REQUIREMENTS:
Transfer every line from the start through the line containing "point(71, 55)", with both ends included, and add 78 to each x and y value of the answer coordinates. Leave all other lines unchanged.

INFORMATION SUPPLIED:
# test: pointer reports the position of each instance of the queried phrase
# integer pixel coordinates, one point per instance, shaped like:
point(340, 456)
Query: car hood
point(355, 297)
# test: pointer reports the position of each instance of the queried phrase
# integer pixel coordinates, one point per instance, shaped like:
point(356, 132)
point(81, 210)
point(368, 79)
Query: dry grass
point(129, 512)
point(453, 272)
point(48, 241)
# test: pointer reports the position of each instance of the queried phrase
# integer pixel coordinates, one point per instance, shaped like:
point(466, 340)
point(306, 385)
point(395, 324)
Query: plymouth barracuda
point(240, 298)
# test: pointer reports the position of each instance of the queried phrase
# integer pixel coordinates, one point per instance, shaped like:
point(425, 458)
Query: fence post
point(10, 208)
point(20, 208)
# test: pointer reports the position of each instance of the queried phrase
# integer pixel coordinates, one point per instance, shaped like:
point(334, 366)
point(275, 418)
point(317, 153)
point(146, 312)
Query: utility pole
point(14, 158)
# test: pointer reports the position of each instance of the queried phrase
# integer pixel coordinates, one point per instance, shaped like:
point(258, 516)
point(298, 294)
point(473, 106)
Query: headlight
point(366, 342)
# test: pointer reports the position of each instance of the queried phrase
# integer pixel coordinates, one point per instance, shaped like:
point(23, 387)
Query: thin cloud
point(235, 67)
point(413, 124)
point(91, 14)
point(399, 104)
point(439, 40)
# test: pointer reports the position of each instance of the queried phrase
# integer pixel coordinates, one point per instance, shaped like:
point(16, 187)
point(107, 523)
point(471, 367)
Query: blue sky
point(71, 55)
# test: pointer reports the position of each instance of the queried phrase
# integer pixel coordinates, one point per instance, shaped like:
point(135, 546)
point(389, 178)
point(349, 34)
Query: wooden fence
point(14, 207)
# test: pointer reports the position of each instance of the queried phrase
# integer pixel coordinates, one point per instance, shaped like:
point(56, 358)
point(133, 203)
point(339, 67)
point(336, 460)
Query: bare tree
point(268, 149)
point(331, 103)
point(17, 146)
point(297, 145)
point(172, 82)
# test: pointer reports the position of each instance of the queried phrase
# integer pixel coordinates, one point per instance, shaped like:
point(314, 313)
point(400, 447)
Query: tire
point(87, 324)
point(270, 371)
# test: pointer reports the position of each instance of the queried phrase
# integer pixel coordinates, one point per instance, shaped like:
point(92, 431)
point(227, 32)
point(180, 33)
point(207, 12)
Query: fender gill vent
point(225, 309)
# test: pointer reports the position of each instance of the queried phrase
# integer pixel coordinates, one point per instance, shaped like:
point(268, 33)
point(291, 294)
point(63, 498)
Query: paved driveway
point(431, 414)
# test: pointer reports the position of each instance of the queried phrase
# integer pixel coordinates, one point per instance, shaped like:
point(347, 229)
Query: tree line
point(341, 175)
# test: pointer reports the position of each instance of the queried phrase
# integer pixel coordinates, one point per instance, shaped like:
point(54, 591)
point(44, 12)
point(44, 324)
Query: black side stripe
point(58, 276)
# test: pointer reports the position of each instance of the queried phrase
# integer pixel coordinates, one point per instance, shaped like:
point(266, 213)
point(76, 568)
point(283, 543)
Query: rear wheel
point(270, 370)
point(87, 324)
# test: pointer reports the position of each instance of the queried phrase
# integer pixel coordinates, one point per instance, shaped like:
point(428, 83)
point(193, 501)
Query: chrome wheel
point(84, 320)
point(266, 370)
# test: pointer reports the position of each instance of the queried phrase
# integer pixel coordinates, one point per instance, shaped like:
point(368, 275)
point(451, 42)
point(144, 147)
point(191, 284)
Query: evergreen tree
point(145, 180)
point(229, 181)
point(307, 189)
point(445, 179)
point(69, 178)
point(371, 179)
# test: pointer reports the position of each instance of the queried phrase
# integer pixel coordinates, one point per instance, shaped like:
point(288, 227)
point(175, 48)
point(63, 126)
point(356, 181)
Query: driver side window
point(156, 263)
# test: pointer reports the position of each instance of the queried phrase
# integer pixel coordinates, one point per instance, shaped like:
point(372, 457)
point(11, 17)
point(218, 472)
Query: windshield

TASK SOLUTION:
# test: pointer reports the position of each instance of the queried phrase
# integer pixel coordinates, one point per instance, shaped like:
point(340, 456)
Query: car hood
point(433, 375)
# test: pointer reports the position of each instance of the queried phrase
# integer pixel coordinates, one point per instance, shaped like:
point(356, 132)
point(81, 210)
point(368, 79)
Query: dry grass
point(207, 590)
point(531, 350)
point(126, 319)
# test: pointer reports the position of each instance of the queried phrase
# integer pixel coordinates, one point per instance, shaped like:
point(466, 340)
point(306, 385)
point(395, 324)
Query: plymouth barracuda
point(318, 376)
# test: pointer reports the position of each instance of the queried phrase
# integer pixel coordinates, one point per instance, shaped like:
point(425, 458)
Query: fence post
point(88, 286)
point(98, 286)
# test: pointer reports the position of each instance of the queried phrase
# integer pixel coordinates, one point per instance, shaped like:
point(334, 366)
point(275, 418)
point(317, 153)
point(146, 312)
Query: utility pole
point(92, 236)
# test: pointer reports the position of each instance of the queried phrase
# integer pixel coordinates, one point per instance, shaped like:
point(258, 516)
point(298, 294)
point(473, 106)
Query: headlight
point(444, 420)
# test: pointer reports the position of each instance of the queried phrase
# integer pixel coordinates, one point per instance, shaped like:
point(23, 387)
Query: thin cloud
point(313, 145)
point(491, 202)
point(169, 92)
point(477, 182)
point(517, 118)
# test: pointer reports the position of each instance of the queried phrase
# integer pixel coordinates, one point per instance, shaped like:
point(16, 187)
point(107, 523)
point(471, 367)
Query: blue sky
point(149, 133)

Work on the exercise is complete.